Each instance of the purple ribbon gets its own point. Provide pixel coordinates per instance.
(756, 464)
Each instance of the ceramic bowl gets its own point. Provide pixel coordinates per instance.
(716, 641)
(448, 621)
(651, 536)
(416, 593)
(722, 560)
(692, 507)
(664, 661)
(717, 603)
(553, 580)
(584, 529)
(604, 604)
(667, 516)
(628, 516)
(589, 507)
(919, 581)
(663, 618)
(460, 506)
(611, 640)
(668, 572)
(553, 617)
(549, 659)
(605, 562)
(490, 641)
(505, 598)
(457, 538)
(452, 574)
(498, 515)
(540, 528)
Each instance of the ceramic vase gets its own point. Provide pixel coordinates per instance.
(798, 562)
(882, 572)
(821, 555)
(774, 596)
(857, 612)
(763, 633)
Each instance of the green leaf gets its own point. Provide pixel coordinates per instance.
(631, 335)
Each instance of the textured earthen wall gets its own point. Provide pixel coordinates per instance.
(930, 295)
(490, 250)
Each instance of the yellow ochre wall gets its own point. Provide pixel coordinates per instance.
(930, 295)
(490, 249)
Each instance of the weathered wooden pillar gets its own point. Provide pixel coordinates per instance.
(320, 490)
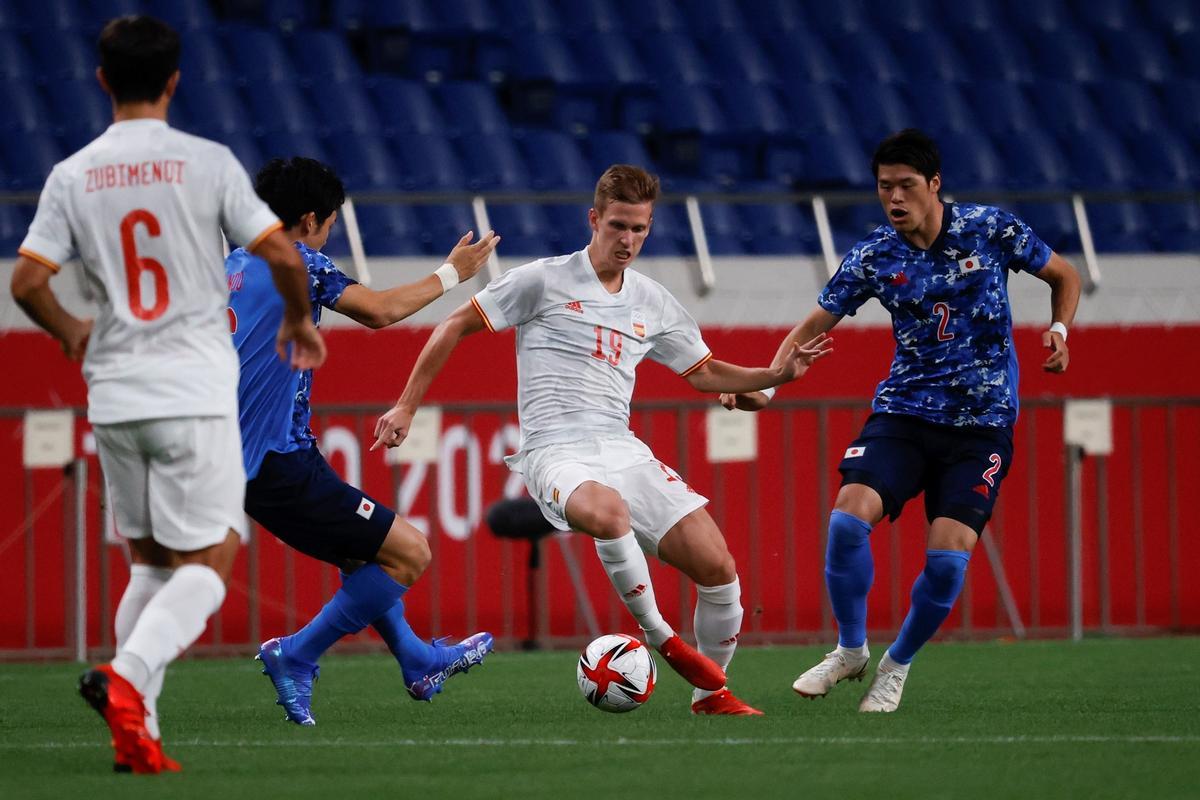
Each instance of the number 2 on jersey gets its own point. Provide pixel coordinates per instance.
(615, 342)
(943, 311)
(136, 265)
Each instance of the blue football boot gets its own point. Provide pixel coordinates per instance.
(293, 683)
(451, 660)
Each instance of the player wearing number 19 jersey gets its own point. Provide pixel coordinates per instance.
(143, 208)
(943, 417)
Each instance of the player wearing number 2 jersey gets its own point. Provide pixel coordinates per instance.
(143, 208)
(583, 324)
(943, 416)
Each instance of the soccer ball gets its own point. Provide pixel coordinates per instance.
(616, 673)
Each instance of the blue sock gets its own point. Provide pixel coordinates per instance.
(850, 571)
(364, 597)
(414, 655)
(933, 597)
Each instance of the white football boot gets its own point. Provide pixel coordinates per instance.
(838, 666)
(887, 686)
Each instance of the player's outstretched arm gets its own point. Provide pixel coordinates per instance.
(817, 323)
(31, 290)
(723, 377)
(292, 282)
(1065, 289)
(382, 308)
(391, 428)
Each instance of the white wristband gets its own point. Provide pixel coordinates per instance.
(448, 275)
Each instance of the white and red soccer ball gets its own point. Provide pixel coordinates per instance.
(616, 673)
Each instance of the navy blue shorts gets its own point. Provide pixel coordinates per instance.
(958, 468)
(306, 505)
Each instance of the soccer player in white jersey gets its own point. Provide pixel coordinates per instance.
(143, 208)
(583, 324)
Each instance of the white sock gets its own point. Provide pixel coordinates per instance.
(718, 623)
(630, 576)
(172, 620)
(144, 583)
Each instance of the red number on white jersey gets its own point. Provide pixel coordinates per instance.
(942, 310)
(136, 265)
(615, 342)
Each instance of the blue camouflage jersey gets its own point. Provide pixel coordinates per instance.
(953, 325)
(273, 398)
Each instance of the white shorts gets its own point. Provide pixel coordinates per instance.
(655, 494)
(178, 480)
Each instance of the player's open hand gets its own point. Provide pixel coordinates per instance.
(393, 427)
(307, 346)
(75, 346)
(1060, 355)
(802, 356)
(467, 258)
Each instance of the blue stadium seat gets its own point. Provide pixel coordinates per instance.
(1139, 54)
(214, 109)
(1002, 107)
(364, 162)
(1099, 162)
(1065, 108)
(324, 55)
(258, 55)
(429, 162)
(29, 160)
(202, 59)
(970, 162)
(739, 59)
(391, 229)
(673, 58)
(1033, 161)
(556, 162)
(63, 54)
(1128, 107)
(1120, 228)
(816, 108)
(406, 107)
(471, 107)
(523, 228)
(492, 162)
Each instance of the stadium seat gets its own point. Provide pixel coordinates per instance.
(429, 162)
(556, 162)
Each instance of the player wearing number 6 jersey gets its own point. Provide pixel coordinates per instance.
(943, 417)
(583, 324)
(143, 206)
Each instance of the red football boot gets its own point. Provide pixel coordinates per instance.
(724, 702)
(115, 699)
(697, 669)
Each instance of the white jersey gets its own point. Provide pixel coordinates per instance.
(143, 206)
(579, 344)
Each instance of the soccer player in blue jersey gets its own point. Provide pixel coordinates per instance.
(292, 491)
(942, 420)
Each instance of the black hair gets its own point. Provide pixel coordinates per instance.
(297, 186)
(138, 55)
(911, 148)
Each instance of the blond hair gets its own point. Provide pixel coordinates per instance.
(625, 184)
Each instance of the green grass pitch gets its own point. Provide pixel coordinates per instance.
(1101, 719)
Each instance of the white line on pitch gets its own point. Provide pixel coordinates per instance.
(648, 743)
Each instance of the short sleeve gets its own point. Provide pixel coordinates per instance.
(49, 240)
(679, 344)
(849, 288)
(511, 299)
(325, 281)
(245, 218)
(1020, 246)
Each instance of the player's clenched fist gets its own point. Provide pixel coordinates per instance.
(393, 427)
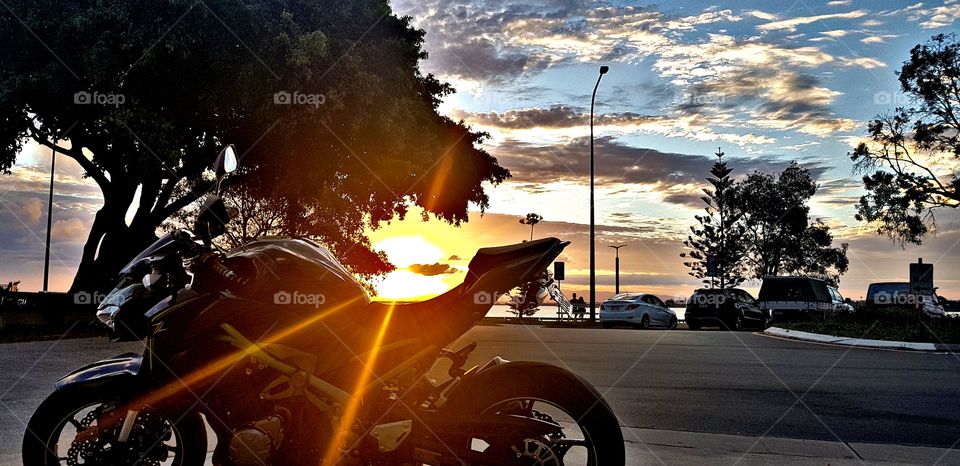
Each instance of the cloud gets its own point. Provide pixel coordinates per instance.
(431, 270)
(878, 39)
(618, 164)
(791, 24)
(761, 14)
(937, 17)
(559, 117)
(29, 210)
(69, 231)
(555, 116)
(499, 41)
(862, 62)
(781, 100)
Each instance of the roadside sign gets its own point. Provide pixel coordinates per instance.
(921, 277)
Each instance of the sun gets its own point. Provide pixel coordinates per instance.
(402, 284)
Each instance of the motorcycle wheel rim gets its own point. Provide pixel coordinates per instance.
(574, 432)
(60, 442)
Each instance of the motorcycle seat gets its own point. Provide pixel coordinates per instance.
(488, 259)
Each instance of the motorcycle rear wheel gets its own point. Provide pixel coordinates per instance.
(592, 435)
(48, 439)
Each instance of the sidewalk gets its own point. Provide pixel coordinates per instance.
(651, 446)
(860, 342)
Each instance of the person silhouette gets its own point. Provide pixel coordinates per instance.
(579, 307)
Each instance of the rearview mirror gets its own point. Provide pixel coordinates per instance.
(227, 161)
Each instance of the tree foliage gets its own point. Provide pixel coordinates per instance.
(720, 237)
(325, 102)
(531, 219)
(781, 237)
(904, 187)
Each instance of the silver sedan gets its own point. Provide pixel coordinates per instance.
(640, 310)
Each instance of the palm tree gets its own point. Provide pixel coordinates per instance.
(531, 219)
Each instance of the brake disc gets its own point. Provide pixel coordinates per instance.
(94, 444)
(535, 452)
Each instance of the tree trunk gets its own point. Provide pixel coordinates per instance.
(109, 246)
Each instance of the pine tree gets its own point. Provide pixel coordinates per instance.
(720, 237)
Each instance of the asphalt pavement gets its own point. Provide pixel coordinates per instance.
(683, 397)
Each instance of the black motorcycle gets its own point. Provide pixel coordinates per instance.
(288, 360)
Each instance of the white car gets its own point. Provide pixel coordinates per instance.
(640, 310)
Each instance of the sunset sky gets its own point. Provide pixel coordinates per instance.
(767, 85)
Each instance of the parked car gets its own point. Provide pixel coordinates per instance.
(640, 310)
(800, 297)
(888, 294)
(898, 294)
(732, 308)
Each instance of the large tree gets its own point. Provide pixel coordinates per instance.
(325, 102)
(717, 246)
(903, 183)
(781, 236)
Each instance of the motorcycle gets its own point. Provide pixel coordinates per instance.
(284, 355)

········

• **Goal of the exercise**
Drop every picture from the data, then output all the rest exactly.

• **Response area**
Each instance of the purple ribbon gets its own point. Provide pixel coordinates per instance.
(756, 464)
Each instance of the ceramic bowl gets its own point. Provide pixel coordinates per instance.
(716, 641)
(448, 621)
(651, 536)
(416, 593)
(722, 560)
(692, 507)
(664, 661)
(717, 603)
(553, 580)
(584, 529)
(604, 604)
(667, 516)
(628, 516)
(589, 507)
(919, 581)
(663, 618)
(460, 506)
(611, 640)
(668, 572)
(553, 617)
(549, 659)
(605, 562)
(490, 641)
(505, 598)
(457, 538)
(452, 574)
(498, 515)
(540, 528)
Each instance of the ceramic vase gets its own point. Provide pixel coordinates per instance.
(798, 562)
(882, 572)
(821, 555)
(774, 596)
(857, 612)
(763, 633)
Each instance of the green leaf gets its own point. Provide pixel coordinates per instance.
(631, 335)
Each instance of the textured earthen wall gets its own point. Provide pixel coordinates per instance.
(930, 295)
(490, 250)
Each instance of the yellow ochre wall gets its own point. Provide pixel coordinates per instance.
(930, 295)
(490, 249)
Each instance of the weathered wooden pillar gets its own point. Provide pixel coordinates per instance.
(320, 490)
Each instance of the number 2 on jersey gets its own point. Provide pixel coordinates per instance.
(615, 342)
(943, 311)
(136, 265)
Each instance of the blue football boot gets its own point. Provide pixel coordinates per instance.
(293, 683)
(451, 660)
Each instance of the player wearing number 19 jersey gets its own point. Provide pixel coordinates per instance.
(143, 208)
(943, 417)
Each instance of the player wearing number 2 jersey gets its own point. Provide pixel coordinates per instance.
(143, 208)
(583, 324)
(943, 416)
Each instance of the soccer ball gets its own point. Provide pixel coordinates per instance.
(616, 673)
Each instance of the blue sock gets its own point. Provide pixel coordinates per instance.
(850, 571)
(364, 597)
(414, 655)
(933, 597)
Each instance of the white football boot gets its own point. Provide pixel coordinates per instance.
(838, 666)
(887, 686)
Each instance of the player's outstretched arm gets its own point. Provide pixel coordinates per instance.
(817, 323)
(31, 290)
(723, 377)
(292, 282)
(1065, 289)
(382, 308)
(391, 428)
Each instance of the white wristband gets its own point. Provide pixel coordinates per instance.
(448, 275)
Each instance of the white and red soccer ball gets its own point. Provide pixel coordinates per instance.
(616, 673)
Each instance of the navy blue shorts gets its own point. Provide pixel coordinates per instance.
(958, 468)
(306, 505)
Each instance of the soccer player in white jersey gets its own point. Provide pixel coordinates per instance.
(143, 208)
(583, 324)
Each instance of the white sock gets its own point. Provide pixel coordinates per instance.
(718, 623)
(630, 576)
(172, 620)
(144, 583)
Each instance of the red number on white jersey gets its own point. Provide pixel coordinates per instance.
(942, 310)
(136, 265)
(615, 342)
Each instance of the blue camouflage jersey gets its own point. Provide pixel coordinates per instance.
(953, 325)
(273, 398)
Each instance of the white shorts gets its own point. Provide pixel coordinates per instance.
(655, 494)
(178, 480)
Each instance of the player's open hand gets its own point. Provide pixel coordinates per instance.
(393, 427)
(307, 346)
(75, 346)
(1060, 355)
(802, 356)
(467, 258)
Each instance of the blue stadium seat gets its own point. Provide pixel coordinates per instance.
(1139, 54)
(214, 109)
(1002, 107)
(364, 162)
(1099, 162)
(1065, 108)
(324, 55)
(258, 55)
(429, 162)
(29, 160)
(202, 59)
(970, 162)
(739, 59)
(391, 229)
(673, 58)
(1033, 161)
(556, 162)
(63, 54)
(1128, 107)
(1120, 228)
(816, 108)
(406, 107)
(471, 107)
(523, 228)
(492, 162)
Each instance of the stadium seat gets its own point. Provide pixel coordinates per instance.
(429, 162)
(556, 162)
Each instance of the player wearing number 6 jersey gets its own point. Provide pixel coordinates per instance.
(943, 417)
(583, 324)
(143, 206)
Each instance of the red football boot gets its own point. Provide pixel coordinates per instance.
(724, 702)
(115, 699)
(697, 669)
Each instance of the white jersey gets its own point. Provide pixel coordinates per instance.
(143, 206)
(579, 344)
Each instance of the soccer player in blue jersey gets its own point. Provide pixel coordinates per instance.
(292, 491)
(942, 420)
Each instance of the black hair gets its own point. Provide pixel coordinates per instance.
(297, 186)
(138, 55)
(911, 148)
Each instance of the blond hair gets its own point. Provide pixel coordinates per instance.
(625, 184)
Each instance of the green grass pitch gets its own point. Provide pixel coordinates per instance.
(1101, 719)
Each instance of the white line on pitch gets its own point. Provide pixel coordinates per instance.
(648, 743)
Each instance of the short sleeve gets its own point. Provide pixel coordinates per instance.
(49, 240)
(679, 344)
(849, 288)
(511, 299)
(325, 281)
(245, 218)
(1020, 246)
Each instance of the player's clenched fist gets its own point. Provide pixel coordinates per instance.
(393, 427)
Each instance of the cloud gets its own point. Provide pixel coordinates per instance.
(431, 270)
(878, 39)
(618, 164)
(791, 24)
(761, 14)
(937, 17)
(559, 117)
(29, 210)
(69, 231)
(555, 116)
(499, 41)
(862, 62)
(781, 100)
Each instance of the roadside sign gets its own point. Provide pixel coordinates per instance.
(921, 277)
Each instance of the sun gets its own point. Provide pixel coordinates per instance.
(402, 284)
Each instance of the motorcycle wheel rim gets its own point. Provide pixel coordinates per instance.
(574, 432)
(60, 442)
Each instance of the motorcycle seat gets its own point. Provide pixel coordinates per instance.
(488, 259)
Each instance of the motorcycle rear wheel gets its own point. Provide pixel coordinates per instance.
(592, 435)
(48, 439)
Each instance of the sidewalk gets its own point. Provide pixel coordinates per instance.
(651, 446)
(860, 342)
Each instance of the person silhouette gets its own point. Provide pixel coordinates per instance.
(579, 307)
Each instance of the rearview mirror gets its own point. Provide pixel coordinates per instance.
(227, 161)
Each instance of the tree foliage gets its own point. Provide pixel coordinates per instance.
(720, 237)
(325, 102)
(531, 219)
(781, 237)
(904, 187)
Each instance of the silver sedan gets its own point. Provide pixel coordinates per instance.
(640, 310)
Each instance of the palm tree gets its own point. Provide pixel coordinates per instance.
(531, 219)
Each instance of the brake disc gets its own point. Provide pixel coordinates per instance.
(94, 444)
(535, 452)
Each instance of the tree trunk gets its own point. Provide pixel coordinates per instance.
(109, 246)
Each instance of the pine tree gets its own point. Provide pixel coordinates per instance.
(720, 237)
Each instance of the asphalt pavement gets its own point. Provide pixel coordinates per instance.
(683, 397)
Each instance of the black motorcycle gets its own point. Provide pixel coordinates per instance.
(288, 360)
Each instance of the white car gets its own point. Provide pixel coordinates per instance.
(640, 310)
Each instance of the sunset sky gets its own point. Provide pixel coordinates per instance.
(767, 85)
Each instance of the parked car gets its own point. Provide pixel coordinates per instance.
(640, 310)
(800, 297)
(888, 294)
(898, 294)
(732, 308)
Each instance of the large tree gets its own point. Provide pixel coordinates per instance.
(325, 102)
(717, 246)
(903, 183)
(781, 236)
Each instance of the motorcycle gets its own point. Provide pixel coordinates per instance.
(284, 355)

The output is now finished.